* Set exercise *
Reproduce the following records verbatim, keeping every line unchanged.

* A run of records *

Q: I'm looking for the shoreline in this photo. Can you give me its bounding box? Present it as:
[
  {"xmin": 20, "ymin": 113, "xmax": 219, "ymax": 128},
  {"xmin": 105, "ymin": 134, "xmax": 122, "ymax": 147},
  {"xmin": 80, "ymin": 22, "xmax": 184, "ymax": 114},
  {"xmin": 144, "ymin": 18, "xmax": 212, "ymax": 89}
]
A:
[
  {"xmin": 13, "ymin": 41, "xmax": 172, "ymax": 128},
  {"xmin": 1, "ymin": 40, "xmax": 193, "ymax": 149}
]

* Output of the task *
Q: I'm looking for the shoreline in this photo. Can you give me its bounding box? Present it as:
[
  {"xmin": 20, "ymin": 113, "xmax": 219, "ymax": 128},
  {"xmin": 105, "ymin": 134, "xmax": 122, "ymax": 147},
  {"xmin": 80, "ymin": 22, "xmax": 184, "ymax": 114},
  {"xmin": 144, "ymin": 18, "xmax": 212, "ymax": 89}
]
A:
[
  {"xmin": 13, "ymin": 41, "xmax": 172, "ymax": 128},
  {"xmin": 1, "ymin": 40, "xmax": 193, "ymax": 149}
]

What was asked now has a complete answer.